[Source data]
----------

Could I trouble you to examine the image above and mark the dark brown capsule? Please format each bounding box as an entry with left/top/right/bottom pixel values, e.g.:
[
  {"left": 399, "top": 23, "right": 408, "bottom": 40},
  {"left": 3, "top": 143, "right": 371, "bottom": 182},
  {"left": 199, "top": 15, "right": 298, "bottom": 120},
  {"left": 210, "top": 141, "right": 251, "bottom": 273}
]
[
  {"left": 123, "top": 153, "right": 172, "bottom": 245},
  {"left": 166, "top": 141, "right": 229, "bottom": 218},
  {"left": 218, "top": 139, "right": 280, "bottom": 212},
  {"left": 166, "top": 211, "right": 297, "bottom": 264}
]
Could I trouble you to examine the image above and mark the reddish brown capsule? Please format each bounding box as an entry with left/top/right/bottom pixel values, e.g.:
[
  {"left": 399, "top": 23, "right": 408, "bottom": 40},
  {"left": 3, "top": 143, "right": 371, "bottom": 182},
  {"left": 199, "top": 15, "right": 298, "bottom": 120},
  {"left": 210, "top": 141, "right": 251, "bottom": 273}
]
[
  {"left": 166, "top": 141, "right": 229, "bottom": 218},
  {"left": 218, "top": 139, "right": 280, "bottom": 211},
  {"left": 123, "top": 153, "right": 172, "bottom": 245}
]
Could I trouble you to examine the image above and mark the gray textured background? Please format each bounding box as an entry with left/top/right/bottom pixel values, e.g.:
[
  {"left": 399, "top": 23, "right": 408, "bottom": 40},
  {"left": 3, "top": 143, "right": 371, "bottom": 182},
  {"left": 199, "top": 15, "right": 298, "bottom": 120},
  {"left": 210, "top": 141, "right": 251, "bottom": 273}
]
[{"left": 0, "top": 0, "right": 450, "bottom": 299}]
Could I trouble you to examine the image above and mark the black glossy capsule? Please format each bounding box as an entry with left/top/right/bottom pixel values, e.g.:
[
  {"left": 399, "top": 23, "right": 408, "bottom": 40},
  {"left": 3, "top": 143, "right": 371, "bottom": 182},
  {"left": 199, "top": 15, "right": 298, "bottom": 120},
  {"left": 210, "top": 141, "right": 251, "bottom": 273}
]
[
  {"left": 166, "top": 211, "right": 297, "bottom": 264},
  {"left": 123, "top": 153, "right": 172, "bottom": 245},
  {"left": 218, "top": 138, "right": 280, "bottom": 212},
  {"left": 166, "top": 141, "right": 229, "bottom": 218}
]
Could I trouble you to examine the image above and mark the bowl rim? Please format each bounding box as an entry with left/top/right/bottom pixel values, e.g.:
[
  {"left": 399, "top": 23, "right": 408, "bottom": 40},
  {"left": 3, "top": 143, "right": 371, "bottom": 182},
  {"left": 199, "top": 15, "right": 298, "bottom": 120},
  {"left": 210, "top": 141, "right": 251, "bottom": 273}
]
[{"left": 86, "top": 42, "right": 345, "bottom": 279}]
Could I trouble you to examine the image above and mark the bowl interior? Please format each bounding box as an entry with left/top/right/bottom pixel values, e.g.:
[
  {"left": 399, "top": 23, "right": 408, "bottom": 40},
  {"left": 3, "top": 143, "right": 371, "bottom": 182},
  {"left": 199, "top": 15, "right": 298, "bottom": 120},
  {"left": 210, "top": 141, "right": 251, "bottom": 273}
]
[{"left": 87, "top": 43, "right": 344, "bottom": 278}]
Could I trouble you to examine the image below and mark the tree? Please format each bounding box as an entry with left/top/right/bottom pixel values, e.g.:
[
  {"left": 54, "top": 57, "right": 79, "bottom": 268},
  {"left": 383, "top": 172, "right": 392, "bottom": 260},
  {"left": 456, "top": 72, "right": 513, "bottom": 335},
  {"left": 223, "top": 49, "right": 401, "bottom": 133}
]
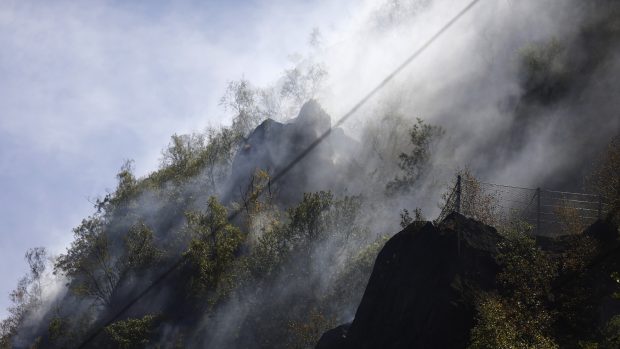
[
  {"left": 386, "top": 118, "right": 443, "bottom": 195},
  {"left": 587, "top": 135, "right": 620, "bottom": 215},
  {"left": 105, "top": 315, "right": 157, "bottom": 349},
  {"left": 54, "top": 216, "right": 159, "bottom": 306},
  {"left": 280, "top": 63, "right": 327, "bottom": 107},
  {"left": 0, "top": 247, "right": 47, "bottom": 348},
  {"left": 469, "top": 230, "right": 558, "bottom": 349},
  {"left": 220, "top": 78, "right": 262, "bottom": 137},
  {"left": 184, "top": 197, "right": 245, "bottom": 295}
]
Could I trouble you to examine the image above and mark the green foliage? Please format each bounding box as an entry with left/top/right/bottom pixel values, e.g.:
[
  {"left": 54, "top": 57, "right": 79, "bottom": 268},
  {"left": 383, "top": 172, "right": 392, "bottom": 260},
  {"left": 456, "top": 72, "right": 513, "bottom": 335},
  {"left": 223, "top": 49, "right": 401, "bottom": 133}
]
[
  {"left": 105, "top": 315, "right": 157, "bottom": 349},
  {"left": 588, "top": 135, "right": 620, "bottom": 217},
  {"left": 521, "top": 40, "right": 571, "bottom": 103},
  {"left": 184, "top": 197, "right": 245, "bottom": 295},
  {"left": 400, "top": 207, "right": 426, "bottom": 229},
  {"left": 47, "top": 316, "right": 67, "bottom": 341},
  {"left": 54, "top": 216, "right": 160, "bottom": 305},
  {"left": 280, "top": 63, "right": 327, "bottom": 106},
  {"left": 155, "top": 128, "right": 240, "bottom": 186},
  {"left": 0, "top": 247, "right": 47, "bottom": 348},
  {"left": 386, "top": 118, "right": 444, "bottom": 195},
  {"left": 470, "top": 231, "right": 558, "bottom": 349}
]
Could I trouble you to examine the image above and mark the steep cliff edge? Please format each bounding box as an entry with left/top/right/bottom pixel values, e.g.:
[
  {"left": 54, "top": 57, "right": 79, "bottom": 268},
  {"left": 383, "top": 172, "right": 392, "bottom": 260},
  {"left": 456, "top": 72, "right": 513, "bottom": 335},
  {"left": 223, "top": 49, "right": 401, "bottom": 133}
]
[{"left": 316, "top": 213, "right": 620, "bottom": 349}]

----------

What the exercise asks:
Repeat the material above verbatim, with no pictures in the output.

Answer to the task:
Could I trouble you to examine the image above and mark the dark brown capsule? Please format each bounding box as an entry with left/top/right/bottom pixel values, e.g.:
[
  {"left": 399, "top": 23, "right": 408, "bottom": 40},
  {"left": 3, "top": 143, "right": 371, "bottom": 182},
  {"left": 199, "top": 15, "right": 298, "bottom": 120},
  {"left": 210, "top": 141, "right": 251, "bottom": 273}
]
[
  {"left": 123, "top": 153, "right": 172, "bottom": 245},
  {"left": 166, "top": 141, "right": 229, "bottom": 218},
  {"left": 218, "top": 139, "right": 280, "bottom": 212},
  {"left": 166, "top": 211, "right": 297, "bottom": 264}
]
Could I trouble you to examine the image above and mark the reddish brown capsule? Please format each bounding box as an entry with left/top/right/bottom pixel values, e.g.:
[
  {"left": 399, "top": 23, "right": 408, "bottom": 40},
  {"left": 3, "top": 143, "right": 371, "bottom": 182},
  {"left": 199, "top": 15, "right": 298, "bottom": 120},
  {"left": 210, "top": 141, "right": 251, "bottom": 273}
]
[
  {"left": 166, "top": 141, "right": 229, "bottom": 218},
  {"left": 218, "top": 139, "right": 280, "bottom": 211},
  {"left": 123, "top": 153, "right": 172, "bottom": 245}
]
Could I trouble you to examine the image above and mark the gray textured background? Please format each bounding box as an entry with left/top/right/bottom pixel values, e.g.:
[
  {"left": 399, "top": 23, "right": 408, "bottom": 40},
  {"left": 3, "top": 143, "right": 371, "bottom": 182},
  {"left": 199, "top": 15, "right": 298, "bottom": 120},
  {"left": 210, "top": 141, "right": 251, "bottom": 273}
]
[{"left": 0, "top": 0, "right": 450, "bottom": 299}]
Could I trouble you to examine the image above and mark the black glossy capsule? Please format each bounding box as an entry with left/top/right/bottom pixel values, e.g.:
[
  {"left": 399, "top": 23, "right": 408, "bottom": 40},
  {"left": 3, "top": 143, "right": 371, "bottom": 182},
  {"left": 199, "top": 15, "right": 298, "bottom": 120},
  {"left": 210, "top": 141, "right": 251, "bottom": 273}
]
[
  {"left": 166, "top": 211, "right": 297, "bottom": 264},
  {"left": 123, "top": 153, "right": 172, "bottom": 245},
  {"left": 218, "top": 138, "right": 280, "bottom": 212},
  {"left": 166, "top": 141, "right": 229, "bottom": 218}
]
Could I trouble you to examine the image above and mark the bowl rim? Please format each bounding box as an entry with left/top/right/bottom pixel values, e.g.:
[
  {"left": 399, "top": 23, "right": 408, "bottom": 40},
  {"left": 3, "top": 143, "right": 371, "bottom": 182},
  {"left": 199, "top": 15, "right": 298, "bottom": 120},
  {"left": 210, "top": 141, "right": 251, "bottom": 273}
]
[{"left": 86, "top": 42, "right": 345, "bottom": 279}]
Could I trouble you to examine the image above and mark the bowl interior? Please format each bounding box as an entry with left/top/right/bottom pixel values, e.g.:
[
  {"left": 399, "top": 23, "right": 408, "bottom": 40},
  {"left": 3, "top": 143, "right": 371, "bottom": 182},
  {"left": 199, "top": 15, "right": 298, "bottom": 120},
  {"left": 210, "top": 141, "right": 251, "bottom": 273}
]
[{"left": 87, "top": 43, "right": 344, "bottom": 278}]
Could I trouble you to examine the image below and mark the tree? Please format each bounding box as an entry with left/top/right/bottom pixel values, e.g.:
[
  {"left": 54, "top": 57, "right": 79, "bottom": 268},
  {"left": 383, "top": 172, "right": 392, "bottom": 260},
  {"left": 456, "top": 72, "right": 513, "bottom": 335},
  {"left": 223, "top": 49, "right": 401, "bottom": 133}
]
[
  {"left": 386, "top": 118, "right": 443, "bottom": 195},
  {"left": 587, "top": 135, "right": 620, "bottom": 215},
  {"left": 105, "top": 315, "right": 157, "bottom": 349},
  {"left": 54, "top": 216, "right": 159, "bottom": 306},
  {"left": 280, "top": 63, "right": 327, "bottom": 107},
  {"left": 0, "top": 247, "right": 47, "bottom": 348},
  {"left": 469, "top": 230, "right": 558, "bottom": 349},
  {"left": 220, "top": 78, "right": 262, "bottom": 137},
  {"left": 184, "top": 197, "right": 245, "bottom": 295}
]
Could I trouble you to examine the image above and mark the green foliage? Please format each bounding box as an entry with left/top/right/bottom pixel values, e.g.:
[
  {"left": 54, "top": 57, "right": 79, "bottom": 268},
  {"left": 383, "top": 172, "right": 392, "bottom": 260},
  {"left": 456, "top": 72, "right": 513, "bottom": 335},
  {"left": 223, "top": 49, "right": 401, "bottom": 133}
]
[
  {"left": 105, "top": 315, "right": 157, "bottom": 349},
  {"left": 588, "top": 135, "right": 620, "bottom": 217},
  {"left": 521, "top": 40, "right": 571, "bottom": 103},
  {"left": 184, "top": 197, "right": 245, "bottom": 295},
  {"left": 400, "top": 207, "right": 426, "bottom": 229},
  {"left": 47, "top": 316, "right": 67, "bottom": 341},
  {"left": 54, "top": 216, "right": 160, "bottom": 305},
  {"left": 280, "top": 63, "right": 327, "bottom": 106},
  {"left": 155, "top": 128, "right": 240, "bottom": 186},
  {"left": 0, "top": 247, "right": 47, "bottom": 348},
  {"left": 386, "top": 118, "right": 444, "bottom": 195},
  {"left": 470, "top": 231, "right": 558, "bottom": 349}
]
Could I trouble you to examine the image above and mark the steep cliff edge? Please format each bounding box as an entry with left/top/right/bottom pixel values, e.g.:
[
  {"left": 54, "top": 57, "right": 79, "bottom": 268},
  {"left": 383, "top": 172, "right": 392, "bottom": 260},
  {"left": 456, "top": 72, "right": 513, "bottom": 335},
  {"left": 223, "top": 49, "right": 401, "bottom": 133}
]
[{"left": 316, "top": 213, "right": 620, "bottom": 349}]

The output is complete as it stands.